Prompt: Identify every line in the records below that contains the word "front", and reproduce each one.

Dataset records:
= = = = = = =
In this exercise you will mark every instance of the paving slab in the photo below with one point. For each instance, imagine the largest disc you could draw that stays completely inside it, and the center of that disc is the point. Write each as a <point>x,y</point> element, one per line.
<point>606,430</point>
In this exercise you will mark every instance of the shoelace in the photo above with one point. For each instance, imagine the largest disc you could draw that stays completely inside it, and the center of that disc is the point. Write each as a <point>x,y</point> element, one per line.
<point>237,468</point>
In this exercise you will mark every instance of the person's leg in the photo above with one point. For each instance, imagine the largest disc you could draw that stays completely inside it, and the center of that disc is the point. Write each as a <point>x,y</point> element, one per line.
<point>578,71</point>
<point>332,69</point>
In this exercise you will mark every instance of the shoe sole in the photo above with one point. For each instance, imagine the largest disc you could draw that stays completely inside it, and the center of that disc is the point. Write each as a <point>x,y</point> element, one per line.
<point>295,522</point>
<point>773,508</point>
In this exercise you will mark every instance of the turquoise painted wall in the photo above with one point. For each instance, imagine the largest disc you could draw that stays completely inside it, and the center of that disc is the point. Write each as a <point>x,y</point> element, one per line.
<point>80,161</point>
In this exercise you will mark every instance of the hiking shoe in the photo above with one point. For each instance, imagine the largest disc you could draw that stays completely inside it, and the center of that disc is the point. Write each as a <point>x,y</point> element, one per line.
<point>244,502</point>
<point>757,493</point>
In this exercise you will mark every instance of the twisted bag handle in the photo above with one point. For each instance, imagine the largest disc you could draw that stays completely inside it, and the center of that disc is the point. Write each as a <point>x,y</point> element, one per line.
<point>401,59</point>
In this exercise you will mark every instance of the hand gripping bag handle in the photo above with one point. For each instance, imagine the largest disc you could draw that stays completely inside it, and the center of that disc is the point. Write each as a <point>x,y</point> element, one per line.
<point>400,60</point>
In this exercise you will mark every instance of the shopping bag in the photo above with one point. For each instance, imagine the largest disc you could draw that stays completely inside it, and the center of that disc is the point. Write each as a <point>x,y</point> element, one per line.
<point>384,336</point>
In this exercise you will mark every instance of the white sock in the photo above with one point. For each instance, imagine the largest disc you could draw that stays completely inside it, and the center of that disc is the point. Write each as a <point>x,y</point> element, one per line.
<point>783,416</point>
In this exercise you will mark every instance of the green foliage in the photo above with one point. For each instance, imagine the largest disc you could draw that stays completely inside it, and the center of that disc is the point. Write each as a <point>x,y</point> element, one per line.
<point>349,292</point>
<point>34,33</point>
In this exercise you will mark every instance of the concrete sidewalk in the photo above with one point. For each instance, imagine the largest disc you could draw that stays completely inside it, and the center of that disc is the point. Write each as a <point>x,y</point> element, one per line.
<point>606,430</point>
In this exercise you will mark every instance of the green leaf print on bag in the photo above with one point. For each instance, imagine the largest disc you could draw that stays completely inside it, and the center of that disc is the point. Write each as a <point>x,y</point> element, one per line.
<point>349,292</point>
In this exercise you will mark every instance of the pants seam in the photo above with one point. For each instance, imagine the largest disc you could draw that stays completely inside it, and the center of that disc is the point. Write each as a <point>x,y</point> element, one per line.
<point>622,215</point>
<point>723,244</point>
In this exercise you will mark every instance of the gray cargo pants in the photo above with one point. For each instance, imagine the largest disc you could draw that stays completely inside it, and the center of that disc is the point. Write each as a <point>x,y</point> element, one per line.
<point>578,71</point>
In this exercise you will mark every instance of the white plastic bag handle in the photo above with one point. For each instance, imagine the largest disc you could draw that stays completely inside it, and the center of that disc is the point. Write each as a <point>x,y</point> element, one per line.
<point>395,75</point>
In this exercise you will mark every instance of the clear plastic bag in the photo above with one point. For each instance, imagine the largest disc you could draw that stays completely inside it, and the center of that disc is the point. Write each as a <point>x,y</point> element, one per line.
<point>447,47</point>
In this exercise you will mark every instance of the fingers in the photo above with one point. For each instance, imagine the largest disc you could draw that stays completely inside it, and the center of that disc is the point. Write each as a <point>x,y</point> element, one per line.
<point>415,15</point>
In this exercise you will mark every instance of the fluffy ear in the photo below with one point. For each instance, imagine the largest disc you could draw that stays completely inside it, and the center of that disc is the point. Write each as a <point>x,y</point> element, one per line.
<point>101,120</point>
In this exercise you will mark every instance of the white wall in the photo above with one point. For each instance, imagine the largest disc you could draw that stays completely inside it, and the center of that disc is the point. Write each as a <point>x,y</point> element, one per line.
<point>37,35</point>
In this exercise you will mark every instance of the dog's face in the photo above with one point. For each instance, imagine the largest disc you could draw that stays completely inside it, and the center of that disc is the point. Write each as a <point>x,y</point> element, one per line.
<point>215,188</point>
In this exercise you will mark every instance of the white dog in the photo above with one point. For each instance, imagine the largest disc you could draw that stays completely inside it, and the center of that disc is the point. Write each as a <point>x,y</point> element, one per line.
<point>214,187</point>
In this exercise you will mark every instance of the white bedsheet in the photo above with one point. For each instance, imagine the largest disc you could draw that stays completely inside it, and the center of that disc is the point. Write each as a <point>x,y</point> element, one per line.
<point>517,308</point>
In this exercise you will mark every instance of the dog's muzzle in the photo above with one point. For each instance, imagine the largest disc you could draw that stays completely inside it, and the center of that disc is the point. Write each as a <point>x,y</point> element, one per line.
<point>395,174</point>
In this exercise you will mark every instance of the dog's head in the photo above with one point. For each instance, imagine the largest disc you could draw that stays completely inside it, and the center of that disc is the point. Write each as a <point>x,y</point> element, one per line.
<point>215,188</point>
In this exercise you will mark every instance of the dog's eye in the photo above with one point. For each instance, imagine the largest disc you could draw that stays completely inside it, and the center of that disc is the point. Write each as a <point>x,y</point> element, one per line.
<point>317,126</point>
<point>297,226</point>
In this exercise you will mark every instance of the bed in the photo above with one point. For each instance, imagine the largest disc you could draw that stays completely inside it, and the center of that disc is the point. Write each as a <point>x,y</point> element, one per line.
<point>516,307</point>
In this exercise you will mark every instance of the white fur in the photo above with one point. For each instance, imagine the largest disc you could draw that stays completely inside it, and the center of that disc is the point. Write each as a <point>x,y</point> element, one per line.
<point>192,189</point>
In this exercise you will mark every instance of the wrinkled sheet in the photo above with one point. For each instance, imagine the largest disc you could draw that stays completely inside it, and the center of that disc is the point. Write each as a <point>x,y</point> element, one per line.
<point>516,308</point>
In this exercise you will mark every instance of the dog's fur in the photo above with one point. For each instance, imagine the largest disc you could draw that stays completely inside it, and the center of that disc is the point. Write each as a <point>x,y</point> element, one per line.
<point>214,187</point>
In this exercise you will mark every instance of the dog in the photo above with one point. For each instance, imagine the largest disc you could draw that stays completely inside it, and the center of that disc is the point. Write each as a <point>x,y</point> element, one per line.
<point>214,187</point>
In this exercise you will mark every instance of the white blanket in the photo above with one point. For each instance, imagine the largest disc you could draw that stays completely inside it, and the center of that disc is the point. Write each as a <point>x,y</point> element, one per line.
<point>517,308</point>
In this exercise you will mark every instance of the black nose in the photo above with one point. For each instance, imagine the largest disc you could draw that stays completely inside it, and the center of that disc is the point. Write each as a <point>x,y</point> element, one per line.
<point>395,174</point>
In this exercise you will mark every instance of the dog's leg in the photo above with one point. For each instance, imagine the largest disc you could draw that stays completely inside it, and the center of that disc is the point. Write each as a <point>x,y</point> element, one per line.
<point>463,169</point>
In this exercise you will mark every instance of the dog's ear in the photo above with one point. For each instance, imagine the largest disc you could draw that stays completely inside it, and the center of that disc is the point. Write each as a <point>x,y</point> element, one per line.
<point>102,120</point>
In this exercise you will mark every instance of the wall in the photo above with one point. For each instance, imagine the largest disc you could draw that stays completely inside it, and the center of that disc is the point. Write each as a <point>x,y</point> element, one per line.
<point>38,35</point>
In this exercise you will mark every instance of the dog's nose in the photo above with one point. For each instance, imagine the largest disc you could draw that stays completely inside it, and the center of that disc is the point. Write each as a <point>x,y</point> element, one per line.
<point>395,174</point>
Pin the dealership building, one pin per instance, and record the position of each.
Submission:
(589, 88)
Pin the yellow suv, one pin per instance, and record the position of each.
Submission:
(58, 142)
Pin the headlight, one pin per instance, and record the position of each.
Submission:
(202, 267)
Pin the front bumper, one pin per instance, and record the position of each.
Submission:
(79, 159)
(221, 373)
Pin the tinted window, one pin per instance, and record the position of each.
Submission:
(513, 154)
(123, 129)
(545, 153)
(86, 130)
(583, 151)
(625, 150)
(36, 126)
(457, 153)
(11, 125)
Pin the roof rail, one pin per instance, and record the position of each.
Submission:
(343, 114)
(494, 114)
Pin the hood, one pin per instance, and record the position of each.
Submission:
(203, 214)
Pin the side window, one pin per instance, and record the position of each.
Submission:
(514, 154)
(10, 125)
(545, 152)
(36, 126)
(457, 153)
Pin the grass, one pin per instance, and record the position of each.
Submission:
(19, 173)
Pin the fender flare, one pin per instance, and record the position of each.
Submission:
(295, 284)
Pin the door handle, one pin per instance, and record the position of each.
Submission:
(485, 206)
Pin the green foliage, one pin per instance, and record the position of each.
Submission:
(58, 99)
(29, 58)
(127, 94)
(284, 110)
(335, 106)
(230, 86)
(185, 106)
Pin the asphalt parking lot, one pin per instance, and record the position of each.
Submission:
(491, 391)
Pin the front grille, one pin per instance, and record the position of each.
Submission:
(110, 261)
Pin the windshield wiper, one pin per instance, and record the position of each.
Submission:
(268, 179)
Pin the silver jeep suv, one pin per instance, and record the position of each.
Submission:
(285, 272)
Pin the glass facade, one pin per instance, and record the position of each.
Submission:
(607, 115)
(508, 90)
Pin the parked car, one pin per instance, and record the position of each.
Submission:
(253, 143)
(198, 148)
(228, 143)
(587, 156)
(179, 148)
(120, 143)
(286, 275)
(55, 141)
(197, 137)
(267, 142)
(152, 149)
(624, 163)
= = = = = = =
Result of the exercise:
Pin the front bumper, one pin per instance, and record the position of each.
Pin the front grille, one pin per instance, and record the position of each.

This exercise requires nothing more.